--- EXERCISE INPUT ---

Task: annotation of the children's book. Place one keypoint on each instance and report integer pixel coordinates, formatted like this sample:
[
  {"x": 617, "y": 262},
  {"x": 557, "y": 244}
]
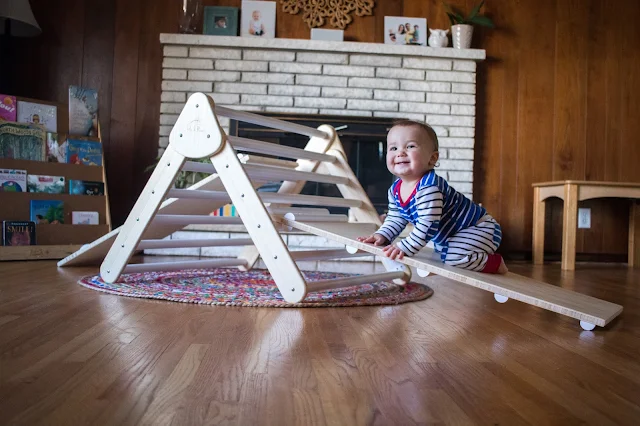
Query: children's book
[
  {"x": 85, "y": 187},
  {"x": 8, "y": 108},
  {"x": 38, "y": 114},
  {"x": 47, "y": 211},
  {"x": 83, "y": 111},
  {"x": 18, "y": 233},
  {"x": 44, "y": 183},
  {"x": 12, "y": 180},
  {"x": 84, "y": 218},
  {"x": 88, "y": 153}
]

---
--- EXERCISE INPUT ---

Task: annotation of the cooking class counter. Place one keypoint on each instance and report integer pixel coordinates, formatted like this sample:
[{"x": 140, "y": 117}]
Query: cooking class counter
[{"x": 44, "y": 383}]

---

▶ _WRITTEN EXERCISE_: Identify each line above that contains the word "pixel" and copy those lines in full.

▶ _EXERCISE OUTPUT_:
Task: annotation of the children's book. Place one keypoint on each instance and report integer pixel coordinates, formatted like this sample:
Task: annotation of the cooking class counter. Place one keypoint on each instance and report integer pixel coordinates, formatted like this sample:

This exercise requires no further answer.